EXERCISE AIM
Check each line of the listing, and copy it if it contains the word "pony".

-- DATA FOR THE TASK follows --

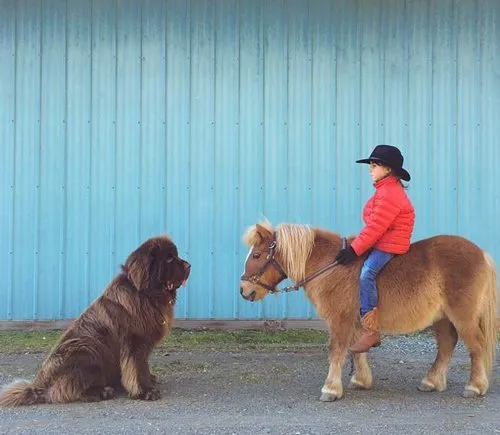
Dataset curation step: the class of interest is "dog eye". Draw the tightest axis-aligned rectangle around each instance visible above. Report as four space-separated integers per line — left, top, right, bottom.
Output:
166 254 175 263
252 252 261 259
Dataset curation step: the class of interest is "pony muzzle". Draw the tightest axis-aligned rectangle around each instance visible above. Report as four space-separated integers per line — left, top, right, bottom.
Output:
239 281 268 301
240 287 256 301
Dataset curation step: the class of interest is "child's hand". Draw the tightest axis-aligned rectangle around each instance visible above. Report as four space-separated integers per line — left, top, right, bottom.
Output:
335 246 358 265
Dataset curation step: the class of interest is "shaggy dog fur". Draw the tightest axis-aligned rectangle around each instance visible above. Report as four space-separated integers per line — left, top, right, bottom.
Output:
0 235 190 406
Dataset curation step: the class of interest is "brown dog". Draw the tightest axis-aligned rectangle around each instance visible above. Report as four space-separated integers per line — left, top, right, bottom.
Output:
0 235 190 406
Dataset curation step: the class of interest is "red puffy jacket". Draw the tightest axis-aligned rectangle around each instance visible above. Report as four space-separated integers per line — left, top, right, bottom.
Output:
351 176 415 256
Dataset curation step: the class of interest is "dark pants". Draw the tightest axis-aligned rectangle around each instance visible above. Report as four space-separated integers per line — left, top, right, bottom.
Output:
359 249 394 316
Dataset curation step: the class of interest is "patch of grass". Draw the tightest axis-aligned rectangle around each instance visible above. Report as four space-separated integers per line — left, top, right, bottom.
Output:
150 363 167 376
6 328 494 355
0 329 329 354
159 329 329 352
0 331 61 354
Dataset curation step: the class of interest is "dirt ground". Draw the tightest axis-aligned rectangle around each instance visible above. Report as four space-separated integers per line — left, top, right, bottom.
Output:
0 335 499 435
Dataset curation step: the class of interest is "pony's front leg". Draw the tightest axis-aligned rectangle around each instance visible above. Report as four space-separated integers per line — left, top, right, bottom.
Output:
350 352 373 390
320 333 350 402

-- DATA FOR THE TASK concluded --

WRITTEN ANSWER
Dataset curation step: the class of interest is "pony muzzle". Draw the tightest axis-aligned rectangle around each instance visible above. Report as four space-separated integers per line — left, top, right, bottom.
Dataset curation step: the class of interest is "pony's front leg". Draw the tightest axis-aligned rectangle around each instance visible above. Report as four space-separated integers per line — left, top, right, bottom.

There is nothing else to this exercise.